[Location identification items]
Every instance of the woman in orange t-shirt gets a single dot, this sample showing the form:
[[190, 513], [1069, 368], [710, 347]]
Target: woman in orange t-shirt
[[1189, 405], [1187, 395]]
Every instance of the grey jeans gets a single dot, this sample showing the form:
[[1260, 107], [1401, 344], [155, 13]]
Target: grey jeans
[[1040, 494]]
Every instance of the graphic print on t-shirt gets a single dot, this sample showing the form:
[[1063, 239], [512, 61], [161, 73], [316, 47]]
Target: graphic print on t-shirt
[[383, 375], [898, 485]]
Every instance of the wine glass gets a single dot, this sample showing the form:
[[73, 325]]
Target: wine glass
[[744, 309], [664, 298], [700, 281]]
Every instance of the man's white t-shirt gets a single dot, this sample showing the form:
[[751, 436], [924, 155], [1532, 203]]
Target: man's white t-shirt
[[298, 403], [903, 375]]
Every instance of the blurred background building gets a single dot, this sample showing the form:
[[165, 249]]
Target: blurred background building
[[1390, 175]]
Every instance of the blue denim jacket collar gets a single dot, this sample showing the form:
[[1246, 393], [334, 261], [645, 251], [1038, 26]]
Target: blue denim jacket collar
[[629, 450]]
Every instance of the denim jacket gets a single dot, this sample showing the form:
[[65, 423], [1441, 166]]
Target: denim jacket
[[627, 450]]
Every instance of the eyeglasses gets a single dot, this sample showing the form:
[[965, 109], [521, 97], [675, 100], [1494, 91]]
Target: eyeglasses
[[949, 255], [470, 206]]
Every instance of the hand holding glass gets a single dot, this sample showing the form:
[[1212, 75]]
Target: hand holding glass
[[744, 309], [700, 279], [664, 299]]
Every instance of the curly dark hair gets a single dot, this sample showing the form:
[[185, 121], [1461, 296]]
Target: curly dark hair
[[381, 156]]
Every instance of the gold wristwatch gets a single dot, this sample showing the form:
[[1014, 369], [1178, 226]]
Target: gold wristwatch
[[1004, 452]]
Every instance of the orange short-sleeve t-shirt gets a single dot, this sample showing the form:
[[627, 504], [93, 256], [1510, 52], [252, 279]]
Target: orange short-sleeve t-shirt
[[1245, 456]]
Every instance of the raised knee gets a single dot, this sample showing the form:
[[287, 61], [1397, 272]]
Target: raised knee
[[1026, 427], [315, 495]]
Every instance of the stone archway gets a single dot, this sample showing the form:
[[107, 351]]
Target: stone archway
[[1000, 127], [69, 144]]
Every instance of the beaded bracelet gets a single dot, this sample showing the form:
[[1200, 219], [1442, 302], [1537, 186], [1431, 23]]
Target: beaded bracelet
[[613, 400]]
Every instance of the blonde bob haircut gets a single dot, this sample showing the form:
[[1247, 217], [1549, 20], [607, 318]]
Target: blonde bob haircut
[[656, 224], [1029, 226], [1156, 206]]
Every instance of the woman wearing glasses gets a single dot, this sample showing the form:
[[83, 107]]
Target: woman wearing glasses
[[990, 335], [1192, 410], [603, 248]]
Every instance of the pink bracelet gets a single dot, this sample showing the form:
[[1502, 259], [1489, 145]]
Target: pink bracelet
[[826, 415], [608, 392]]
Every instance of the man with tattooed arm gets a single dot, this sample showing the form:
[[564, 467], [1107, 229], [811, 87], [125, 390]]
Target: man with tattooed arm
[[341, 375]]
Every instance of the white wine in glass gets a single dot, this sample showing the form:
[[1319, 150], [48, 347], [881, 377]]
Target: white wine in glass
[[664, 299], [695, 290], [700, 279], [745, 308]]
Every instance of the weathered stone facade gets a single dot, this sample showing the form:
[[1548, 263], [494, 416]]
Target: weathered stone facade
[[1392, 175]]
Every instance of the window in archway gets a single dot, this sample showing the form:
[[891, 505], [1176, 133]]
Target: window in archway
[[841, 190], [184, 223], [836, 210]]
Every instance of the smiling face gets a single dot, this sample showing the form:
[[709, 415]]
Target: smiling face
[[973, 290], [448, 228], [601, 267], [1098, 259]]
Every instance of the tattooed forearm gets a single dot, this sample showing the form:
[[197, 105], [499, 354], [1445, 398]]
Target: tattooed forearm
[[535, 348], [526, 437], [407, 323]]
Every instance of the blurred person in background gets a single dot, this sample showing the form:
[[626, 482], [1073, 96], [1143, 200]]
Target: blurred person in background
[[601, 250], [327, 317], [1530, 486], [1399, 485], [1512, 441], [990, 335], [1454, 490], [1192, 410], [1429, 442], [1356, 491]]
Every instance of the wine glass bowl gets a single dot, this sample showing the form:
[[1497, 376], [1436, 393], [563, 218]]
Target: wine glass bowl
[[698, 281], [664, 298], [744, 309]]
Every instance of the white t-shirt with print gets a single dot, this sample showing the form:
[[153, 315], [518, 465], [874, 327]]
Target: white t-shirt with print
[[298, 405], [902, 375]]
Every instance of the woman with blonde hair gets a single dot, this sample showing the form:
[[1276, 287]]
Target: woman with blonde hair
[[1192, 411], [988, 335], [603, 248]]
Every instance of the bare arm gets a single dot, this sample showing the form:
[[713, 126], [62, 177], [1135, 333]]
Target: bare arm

To do
Rewrite all the records above so that "single dot" becomes "single point" wherever it occurs, keeping every other part the same.

Exercise solution
Every instance of the woman in orange t-shirt gets a single point, this sample showing the form:
[[190, 513], [1069, 368], [710, 347]]
Target: woman in orange t-shirt
[[1189, 405], [1187, 395]]
Every instance of the grey jeans gets a single point, this sample showing the form:
[[1260, 107], [1401, 344], [155, 13]]
Target: grey jeans
[[1040, 494]]
Every instance of the graphic print on t-shirt gets a single point, this sample showing the form:
[[1063, 239], [512, 61], [161, 73], [316, 47]]
Target: graphic print on t-shirt
[[383, 375], [898, 485]]
Every instance of the wine glass gets a single point, this sample showing the form:
[[73, 325]]
Target: wine glass
[[744, 309], [664, 298], [700, 281]]
Every instance of the man's white t-shirt gets a single point, this sample showing the form:
[[751, 436], [924, 155], [1532, 203]]
Target: man's white t-shirt
[[298, 403], [903, 375]]
Every instance of the blurred background building gets a single point, this sample showing the form:
[[165, 249]]
Target: blurred background building
[[1390, 175]]
Every instance of the blue denim jacket collar gets a single point, this sample showing the form:
[[1246, 393], [334, 261], [645, 251], [1038, 26]]
Target: blue denim jacket collar
[[629, 450]]
Every instance of the denim jacket gets a single point, this sample showing the form:
[[65, 423], [1441, 166]]
Target: denim jacket
[[627, 450]]
Every instance of the eyeglasses gets a single point, this sample showing the form:
[[965, 109], [521, 97], [675, 100], [1494, 91]]
Target: eyeglasses
[[949, 255], [470, 206]]
Every instance of the hand holding glass gets a single point, this sample showing the form:
[[1212, 75]]
Target: hand holding glass
[[744, 309], [700, 279], [664, 299]]
Every instance of the curly dark hair gets a single point, this sample showing the form:
[[185, 121], [1461, 296]]
Target: curly dark hair
[[381, 156]]
Every instance of the gold wristwatch gets a single point, this sample showing the form:
[[1014, 369], [1178, 226]]
Target: gold wristwatch
[[1004, 452]]
Every instance of the orange short-sleeve t-shirt gets a single point, this sample showing the form:
[[627, 504], [93, 256], [1510, 52], [252, 279]]
Target: orange short-sleeve t-shirt
[[1245, 456]]
Every instance of the raised knee gets a single point, this sample showing the form:
[[287, 61], [1397, 272]]
Target: raised knee
[[1026, 427], [315, 495]]
Every instance of the stone archway gets a single point, this sample showing the form:
[[107, 351]]
Target: stone archway
[[1000, 127], [69, 144]]
Every instance of the beaded bracelet gets a single point, this sample showing the form:
[[1200, 219], [1442, 302], [1537, 186], [1431, 23]]
Target: beaded bracelet
[[613, 400]]
Every instance of the blonde bob haircut gets a single point, this sample showing the form:
[[1247, 217], [1549, 20], [607, 318]]
Target: blonde bob haircut
[[656, 224], [1029, 226], [1156, 206]]
Every instance of the woman wearing glasses gets a single point, this sample showing the form:
[[83, 107]]
Target: woman wearing glasses
[[990, 335], [1192, 410], [603, 248]]
Every instance of the pink bracelet gets a single point, this sample showing the form:
[[1502, 259], [1489, 145]]
Target: pink bracelet
[[826, 415], [608, 392]]
Every instance of the man with tattooed arm gets a single point, this sample showing the form:
[[564, 467], [1107, 229], [811, 87], [125, 390]]
Target: man with tattooed arm
[[341, 375]]
Every instance of the white wine in glass gets a single point, this sample showing the form:
[[1319, 150], [48, 347], [881, 377]]
Target: white wine in glass
[[664, 299], [695, 290], [700, 279], [745, 308]]
Every instance of the weathered stone facade gets a single point, this sample showing the form:
[[1548, 263], [494, 416]]
Target: weathered stone facade
[[1392, 175]]
Every instance of the window in archway gets a single point, this sample showing the form:
[[891, 505], [1176, 133]]
Target: window in archway
[[841, 190], [184, 223], [836, 210]]
Every instance of the smiling face gets a single point, this sample showing the form:
[[709, 415]]
Target: smiling face
[[973, 290], [448, 228], [601, 267], [1098, 259]]
Every instance of the tattooed forearm gets a single point, this sample showing the form:
[[197, 105], [499, 354], [1445, 398]]
Target: tattooed forearm
[[535, 348], [526, 437], [407, 323]]
Every instance of the blurred person in background gets a single point, this sample showing the form:
[[626, 482], [1073, 96], [1143, 200]]
Target: blurred person in background
[[601, 250], [327, 317], [1530, 486], [1399, 485], [1512, 441], [990, 335], [1454, 490], [1192, 410], [1429, 442], [1356, 491]]
Every instance of the wine glass bowl gets a single point, this sample showing the form:
[[1497, 376], [1436, 393], [563, 218]]
Target: wine glass bowl
[[698, 281], [664, 298], [744, 309]]
Every instance of the white t-shirt with print gets a single point, this sample showing the form:
[[153, 315], [518, 465], [874, 327]]
Target: white t-shirt with print
[[298, 405], [902, 375]]
Every instance of the woman with blonde hair gets a single point, this sample showing the form:
[[1276, 287]]
Target: woman with blonde hair
[[1192, 411], [988, 335], [603, 248]]
Every instance of the bare arm gets a single point, this sample showing the form:
[[713, 126], [62, 177], [1135, 333]]
Target: bare arm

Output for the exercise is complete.